### WHAT IS ASKED
Copy out each line of the listing below that contains the string "person", matching case exactly.

### RECORD LIST
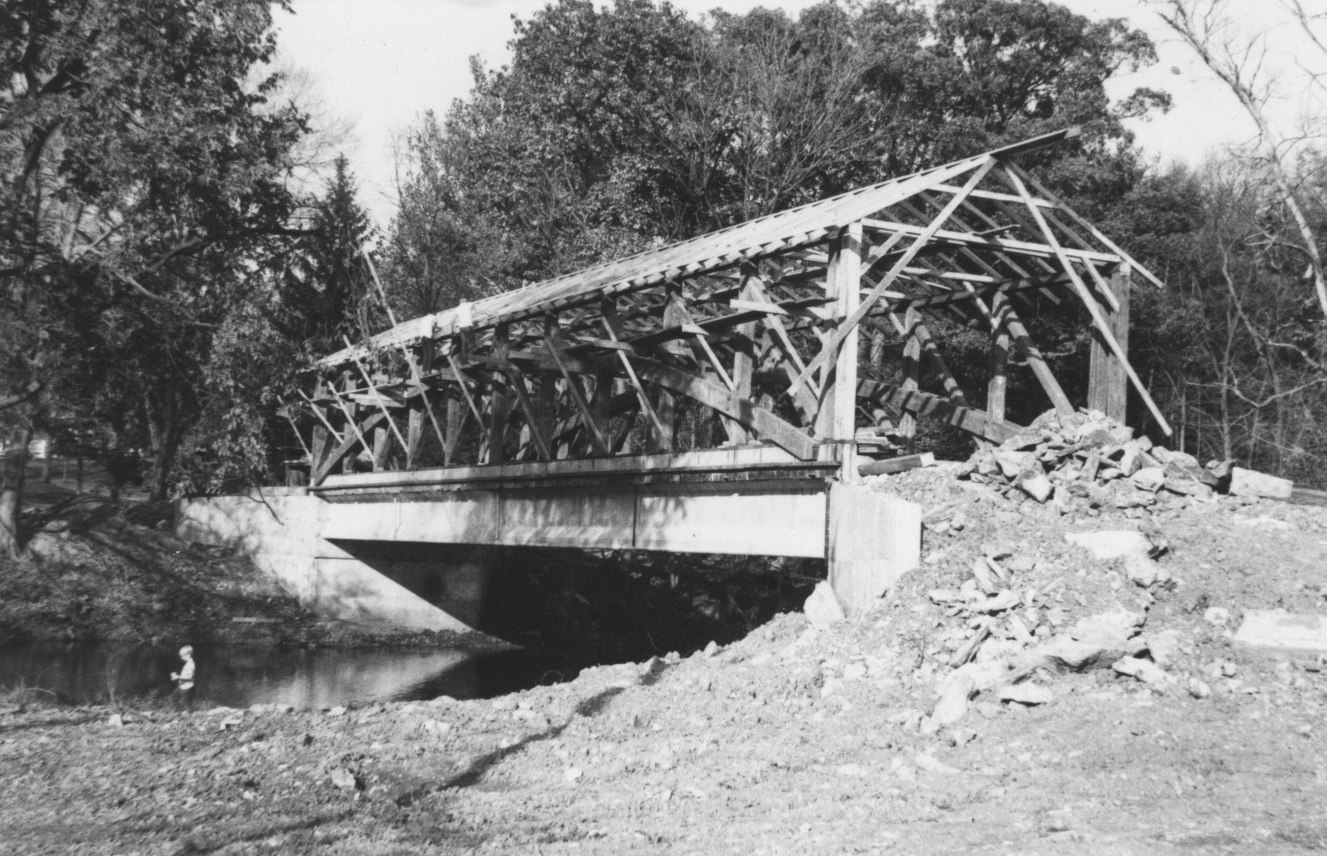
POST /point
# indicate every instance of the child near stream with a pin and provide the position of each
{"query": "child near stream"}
(185, 680)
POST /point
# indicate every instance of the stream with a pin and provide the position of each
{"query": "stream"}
(239, 676)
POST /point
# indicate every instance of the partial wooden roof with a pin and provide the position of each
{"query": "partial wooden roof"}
(778, 232)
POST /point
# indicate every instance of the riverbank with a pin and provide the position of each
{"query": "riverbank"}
(100, 570)
(1127, 721)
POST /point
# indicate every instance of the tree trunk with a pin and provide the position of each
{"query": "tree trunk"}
(11, 491)
(162, 467)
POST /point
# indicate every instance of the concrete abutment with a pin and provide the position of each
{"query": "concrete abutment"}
(425, 562)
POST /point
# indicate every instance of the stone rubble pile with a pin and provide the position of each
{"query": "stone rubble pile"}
(1006, 629)
(1086, 458)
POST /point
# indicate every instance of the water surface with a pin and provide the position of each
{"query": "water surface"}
(240, 676)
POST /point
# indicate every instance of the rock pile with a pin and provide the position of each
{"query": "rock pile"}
(1086, 458)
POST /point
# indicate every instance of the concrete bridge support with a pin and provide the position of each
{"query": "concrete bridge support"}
(423, 560)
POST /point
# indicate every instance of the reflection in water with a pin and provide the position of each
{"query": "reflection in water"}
(240, 676)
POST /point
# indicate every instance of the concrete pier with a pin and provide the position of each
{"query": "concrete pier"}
(423, 559)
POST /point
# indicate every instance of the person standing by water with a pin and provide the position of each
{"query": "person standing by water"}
(185, 680)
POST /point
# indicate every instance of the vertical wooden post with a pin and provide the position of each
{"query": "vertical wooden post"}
(414, 431)
(836, 422)
(665, 402)
(743, 355)
(1108, 382)
(498, 404)
(909, 382)
(997, 382)
(381, 447)
(457, 412)
(319, 451)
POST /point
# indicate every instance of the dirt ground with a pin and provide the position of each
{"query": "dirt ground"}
(795, 739)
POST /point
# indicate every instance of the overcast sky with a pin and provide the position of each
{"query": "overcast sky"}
(380, 64)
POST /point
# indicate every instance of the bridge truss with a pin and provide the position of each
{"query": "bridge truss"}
(755, 347)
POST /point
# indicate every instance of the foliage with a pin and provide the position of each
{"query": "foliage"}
(1233, 347)
(141, 183)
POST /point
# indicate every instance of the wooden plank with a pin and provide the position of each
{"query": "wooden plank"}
(414, 435)
(804, 397)
(997, 382)
(1108, 385)
(613, 325)
(926, 405)
(1286, 633)
(765, 424)
(731, 459)
(1014, 170)
(910, 370)
(743, 357)
(378, 400)
(1010, 246)
(847, 327)
(891, 466)
(499, 406)
(532, 422)
(552, 343)
(1090, 304)
(937, 360)
(844, 283)
(341, 449)
(1003, 308)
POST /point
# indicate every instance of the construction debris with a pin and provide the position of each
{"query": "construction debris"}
(1090, 459)
(1281, 631)
(1252, 483)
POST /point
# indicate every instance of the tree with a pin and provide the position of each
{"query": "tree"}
(325, 288)
(141, 169)
(1238, 57)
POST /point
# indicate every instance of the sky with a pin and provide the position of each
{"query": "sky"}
(381, 64)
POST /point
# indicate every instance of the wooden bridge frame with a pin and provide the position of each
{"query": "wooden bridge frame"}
(731, 352)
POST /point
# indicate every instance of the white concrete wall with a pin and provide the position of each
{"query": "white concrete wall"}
(280, 530)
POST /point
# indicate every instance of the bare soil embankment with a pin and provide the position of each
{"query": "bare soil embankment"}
(799, 738)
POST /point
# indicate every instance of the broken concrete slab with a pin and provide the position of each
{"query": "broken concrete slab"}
(1282, 632)
(1026, 694)
(1253, 483)
(1112, 544)
(1094, 642)
(823, 607)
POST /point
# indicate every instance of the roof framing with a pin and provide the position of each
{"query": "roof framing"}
(755, 324)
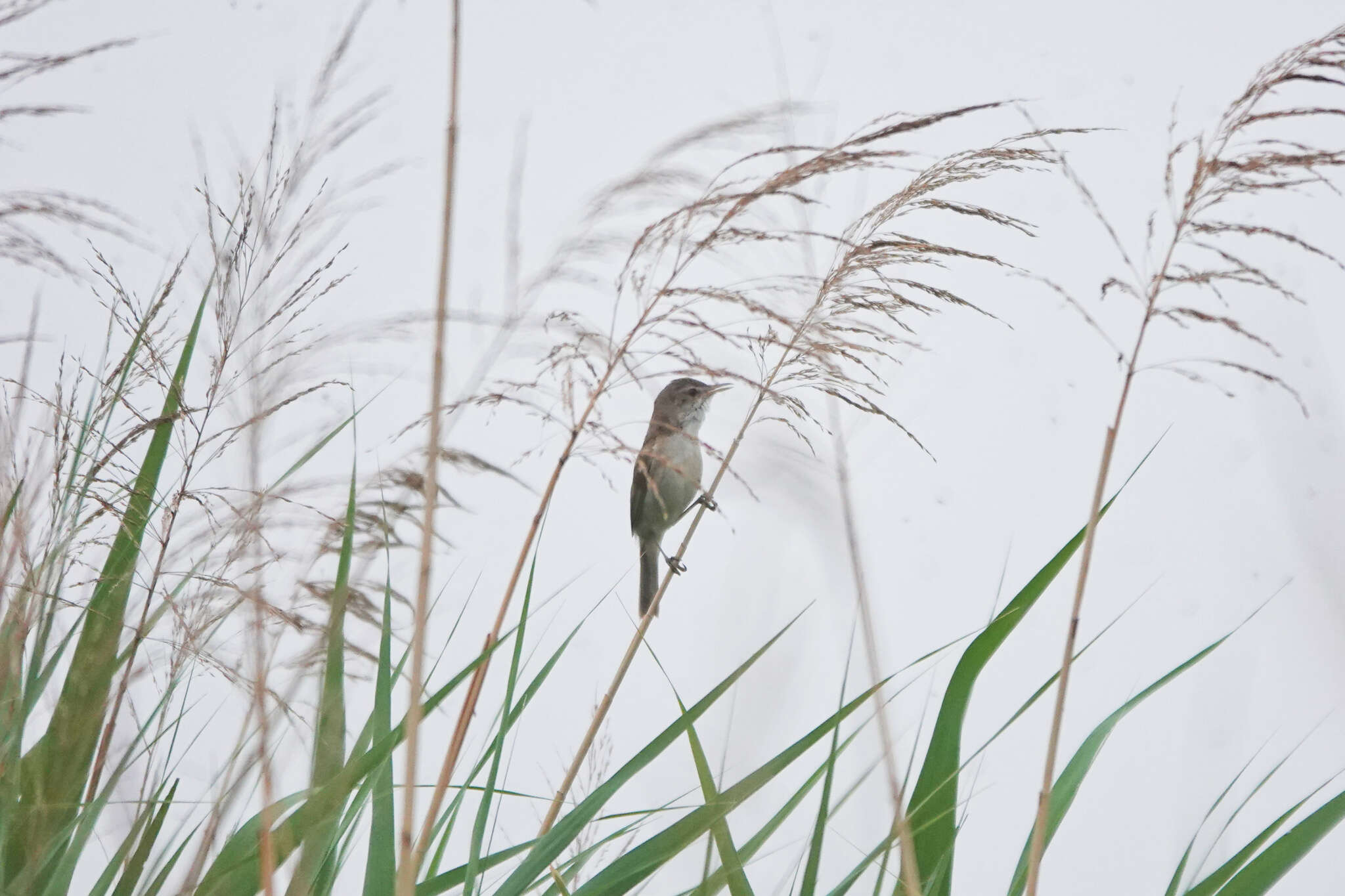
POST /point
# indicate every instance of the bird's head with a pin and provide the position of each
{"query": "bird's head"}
(684, 402)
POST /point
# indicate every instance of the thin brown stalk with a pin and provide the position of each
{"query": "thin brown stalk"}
(1227, 165)
(410, 851)
(900, 824)
(474, 691)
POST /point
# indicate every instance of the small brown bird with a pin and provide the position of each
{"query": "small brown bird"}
(667, 475)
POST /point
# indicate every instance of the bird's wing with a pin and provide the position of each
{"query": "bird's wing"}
(639, 490)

### SOLUTION TO THIS PROBLEM
# indicate every instance of the person standing by water with a pin and provide the position of each
{"query": "person standing by water"}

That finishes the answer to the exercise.